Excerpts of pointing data
* * * * * * *
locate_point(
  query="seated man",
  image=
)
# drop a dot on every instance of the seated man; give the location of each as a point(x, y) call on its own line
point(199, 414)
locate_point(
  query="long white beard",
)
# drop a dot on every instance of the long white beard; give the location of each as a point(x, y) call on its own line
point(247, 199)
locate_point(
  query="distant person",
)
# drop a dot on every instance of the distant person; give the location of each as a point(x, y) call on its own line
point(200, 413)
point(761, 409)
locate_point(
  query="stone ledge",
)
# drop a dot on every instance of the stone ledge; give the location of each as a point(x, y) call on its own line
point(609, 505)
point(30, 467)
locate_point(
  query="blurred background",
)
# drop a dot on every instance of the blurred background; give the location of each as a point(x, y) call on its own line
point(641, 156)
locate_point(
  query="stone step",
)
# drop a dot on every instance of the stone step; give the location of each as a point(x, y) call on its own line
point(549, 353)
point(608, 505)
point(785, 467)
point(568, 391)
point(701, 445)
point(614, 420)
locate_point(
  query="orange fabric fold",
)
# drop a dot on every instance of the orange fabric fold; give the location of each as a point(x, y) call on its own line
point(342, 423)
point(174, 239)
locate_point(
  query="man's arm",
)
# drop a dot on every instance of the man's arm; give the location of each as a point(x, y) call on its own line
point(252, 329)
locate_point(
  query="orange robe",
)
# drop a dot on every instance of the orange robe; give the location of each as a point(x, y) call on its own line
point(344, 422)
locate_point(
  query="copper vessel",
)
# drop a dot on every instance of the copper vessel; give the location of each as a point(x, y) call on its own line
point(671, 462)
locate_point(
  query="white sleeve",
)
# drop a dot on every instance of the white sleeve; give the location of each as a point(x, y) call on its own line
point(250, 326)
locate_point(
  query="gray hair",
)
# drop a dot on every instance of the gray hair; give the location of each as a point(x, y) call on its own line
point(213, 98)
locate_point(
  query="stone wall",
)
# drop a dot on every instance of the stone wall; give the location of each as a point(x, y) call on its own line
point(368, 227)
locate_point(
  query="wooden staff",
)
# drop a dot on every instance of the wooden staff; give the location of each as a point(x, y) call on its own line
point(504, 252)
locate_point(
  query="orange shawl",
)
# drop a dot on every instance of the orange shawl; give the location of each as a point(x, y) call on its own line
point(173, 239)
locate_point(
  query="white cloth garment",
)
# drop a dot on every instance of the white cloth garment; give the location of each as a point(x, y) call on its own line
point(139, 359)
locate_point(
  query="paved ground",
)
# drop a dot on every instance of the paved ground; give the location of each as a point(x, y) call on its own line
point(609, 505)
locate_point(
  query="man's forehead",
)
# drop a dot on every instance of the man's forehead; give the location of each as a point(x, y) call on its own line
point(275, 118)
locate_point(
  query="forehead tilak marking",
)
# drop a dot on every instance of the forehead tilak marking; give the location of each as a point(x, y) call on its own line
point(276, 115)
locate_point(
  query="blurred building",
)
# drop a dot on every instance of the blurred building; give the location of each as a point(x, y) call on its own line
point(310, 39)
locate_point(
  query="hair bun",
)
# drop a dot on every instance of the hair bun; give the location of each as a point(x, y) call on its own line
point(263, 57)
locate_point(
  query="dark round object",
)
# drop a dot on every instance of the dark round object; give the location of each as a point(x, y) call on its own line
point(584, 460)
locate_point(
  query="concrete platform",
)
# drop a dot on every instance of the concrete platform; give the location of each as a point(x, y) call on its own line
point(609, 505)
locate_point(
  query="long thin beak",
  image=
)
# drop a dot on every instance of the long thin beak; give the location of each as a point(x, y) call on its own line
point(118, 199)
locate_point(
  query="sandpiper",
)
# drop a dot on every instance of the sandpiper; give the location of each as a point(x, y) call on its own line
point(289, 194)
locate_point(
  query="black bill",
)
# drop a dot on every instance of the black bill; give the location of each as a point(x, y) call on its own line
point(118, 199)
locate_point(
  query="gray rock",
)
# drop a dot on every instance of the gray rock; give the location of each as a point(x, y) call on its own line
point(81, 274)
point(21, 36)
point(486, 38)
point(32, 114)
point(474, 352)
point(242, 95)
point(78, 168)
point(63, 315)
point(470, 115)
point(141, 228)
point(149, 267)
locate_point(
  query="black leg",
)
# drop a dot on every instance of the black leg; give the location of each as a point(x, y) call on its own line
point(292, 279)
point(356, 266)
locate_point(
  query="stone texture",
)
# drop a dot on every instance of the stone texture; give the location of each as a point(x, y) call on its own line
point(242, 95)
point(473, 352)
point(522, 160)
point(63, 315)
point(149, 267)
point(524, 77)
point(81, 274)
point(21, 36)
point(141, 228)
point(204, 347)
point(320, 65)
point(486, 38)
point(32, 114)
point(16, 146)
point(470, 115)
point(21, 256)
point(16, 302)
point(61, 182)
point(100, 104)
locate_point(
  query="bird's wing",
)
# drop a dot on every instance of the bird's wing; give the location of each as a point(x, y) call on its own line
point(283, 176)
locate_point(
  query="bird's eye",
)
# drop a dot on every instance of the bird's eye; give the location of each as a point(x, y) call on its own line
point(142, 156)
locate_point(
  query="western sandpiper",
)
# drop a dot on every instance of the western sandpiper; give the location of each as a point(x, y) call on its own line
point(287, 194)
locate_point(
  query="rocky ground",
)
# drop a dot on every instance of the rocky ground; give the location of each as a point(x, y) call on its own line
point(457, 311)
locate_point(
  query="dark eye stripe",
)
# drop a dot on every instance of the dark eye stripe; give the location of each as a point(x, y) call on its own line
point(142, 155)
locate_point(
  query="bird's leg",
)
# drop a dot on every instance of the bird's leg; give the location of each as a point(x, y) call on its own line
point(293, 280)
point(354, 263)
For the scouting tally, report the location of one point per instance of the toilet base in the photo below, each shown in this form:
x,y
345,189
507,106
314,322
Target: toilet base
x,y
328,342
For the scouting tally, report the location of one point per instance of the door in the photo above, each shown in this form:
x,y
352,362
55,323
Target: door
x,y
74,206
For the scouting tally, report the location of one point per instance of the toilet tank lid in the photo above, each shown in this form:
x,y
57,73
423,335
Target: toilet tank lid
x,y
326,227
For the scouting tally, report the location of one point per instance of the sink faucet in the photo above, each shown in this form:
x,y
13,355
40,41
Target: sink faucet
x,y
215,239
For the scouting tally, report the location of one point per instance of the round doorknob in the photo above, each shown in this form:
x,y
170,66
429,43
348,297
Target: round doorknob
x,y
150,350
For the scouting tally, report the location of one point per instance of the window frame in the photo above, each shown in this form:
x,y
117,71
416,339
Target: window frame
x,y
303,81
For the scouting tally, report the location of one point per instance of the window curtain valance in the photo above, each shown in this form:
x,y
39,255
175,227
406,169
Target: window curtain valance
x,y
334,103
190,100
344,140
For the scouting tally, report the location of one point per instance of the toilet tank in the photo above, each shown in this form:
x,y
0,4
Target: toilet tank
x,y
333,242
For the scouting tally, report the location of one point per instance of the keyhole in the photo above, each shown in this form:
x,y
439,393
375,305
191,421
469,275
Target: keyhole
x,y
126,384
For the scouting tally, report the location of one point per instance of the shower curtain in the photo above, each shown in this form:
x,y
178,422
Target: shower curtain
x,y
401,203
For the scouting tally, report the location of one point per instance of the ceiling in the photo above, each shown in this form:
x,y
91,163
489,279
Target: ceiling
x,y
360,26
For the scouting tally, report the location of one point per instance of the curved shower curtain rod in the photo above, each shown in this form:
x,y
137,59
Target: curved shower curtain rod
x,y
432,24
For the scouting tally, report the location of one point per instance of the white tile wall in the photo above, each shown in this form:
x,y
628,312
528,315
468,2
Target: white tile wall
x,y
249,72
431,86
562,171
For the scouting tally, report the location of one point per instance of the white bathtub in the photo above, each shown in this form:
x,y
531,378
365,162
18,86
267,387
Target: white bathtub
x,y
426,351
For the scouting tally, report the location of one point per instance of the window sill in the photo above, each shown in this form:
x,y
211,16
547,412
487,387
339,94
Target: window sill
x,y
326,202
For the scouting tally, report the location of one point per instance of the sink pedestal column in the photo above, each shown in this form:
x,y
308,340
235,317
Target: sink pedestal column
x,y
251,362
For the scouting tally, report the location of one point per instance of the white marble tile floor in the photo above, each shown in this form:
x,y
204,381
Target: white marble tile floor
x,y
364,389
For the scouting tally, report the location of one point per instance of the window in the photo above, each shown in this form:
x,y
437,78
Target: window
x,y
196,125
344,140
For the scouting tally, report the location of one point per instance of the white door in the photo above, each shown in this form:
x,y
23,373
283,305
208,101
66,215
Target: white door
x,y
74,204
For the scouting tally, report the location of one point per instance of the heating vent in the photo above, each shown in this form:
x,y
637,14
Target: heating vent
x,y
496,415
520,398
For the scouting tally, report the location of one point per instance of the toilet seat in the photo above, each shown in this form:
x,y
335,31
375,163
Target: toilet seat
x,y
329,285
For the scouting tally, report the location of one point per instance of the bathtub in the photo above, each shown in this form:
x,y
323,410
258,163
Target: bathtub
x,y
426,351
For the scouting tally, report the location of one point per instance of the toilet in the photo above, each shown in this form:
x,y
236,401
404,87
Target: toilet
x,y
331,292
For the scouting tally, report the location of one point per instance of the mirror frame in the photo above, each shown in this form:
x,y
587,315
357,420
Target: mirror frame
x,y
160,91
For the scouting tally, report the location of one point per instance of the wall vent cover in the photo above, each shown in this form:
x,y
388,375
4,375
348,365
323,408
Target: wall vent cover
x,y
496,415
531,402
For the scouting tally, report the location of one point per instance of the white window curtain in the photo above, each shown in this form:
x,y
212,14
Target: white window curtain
* * * * * * *
◆ Exercise ◆
Scale the listing from the line with "the window in" up to and including its final line. Multiply each answer coordinate by 0.35 and round it to a whole number, rounding halves up, and copy every other line unchanged.

◆ Response ◆
For the scouting tally, report the location of one point per instance of the window in the photo above, each shown in this form:
x,y
437,78
Target: window
x,y
69,44
120,49
For the scouting tally, report the location of one point per instance of the white door in the photo above, each shown in this form:
x,y
23,373
283,305
208,101
66,215
Target: white door
x,y
26,71
For the scouting tally, report the location of one point per instance of the heating vent in the photo above, each shown in this form:
x,y
637,14
Target: heating vent
x,y
174,145
182,139
For the scouting tally, report the location of one point per instance of the toilet seat in the photo above, each shown in this form:
x,y
335,31
375,163
Target: toilet seat
x,y
115,100
For the scouting tally, report the location of one point per instance of the bathtub in the photo above, each shown in this form:
x,y
323,410
258,163
Target: bathtub
x,y
149,123
For the scouting tally, report the location of one point per instance of the toilet in the photo above, each shown in this form:
x,y
236,401
404,87
Target: toilet
x,y
116,102
For the scouting tally, report the location of one point per instance of the mirror frame in the photo above, each shown in this form:
x,y
587,315
357,420
Target: mirror frame
x,y
56,32
For the scouting tally, report the location of one point per instance of the wall vent cover in the photo above, each shown in this form:
x,y
388,375
4,375
348,365
323,408
Target: wall vent cover
x,y
174,145
186,141
For the scouting tally, report the location of one point per instance of the white window curtain in the photo above, each shown in this form:
x,y
212,14
Target: white window curtain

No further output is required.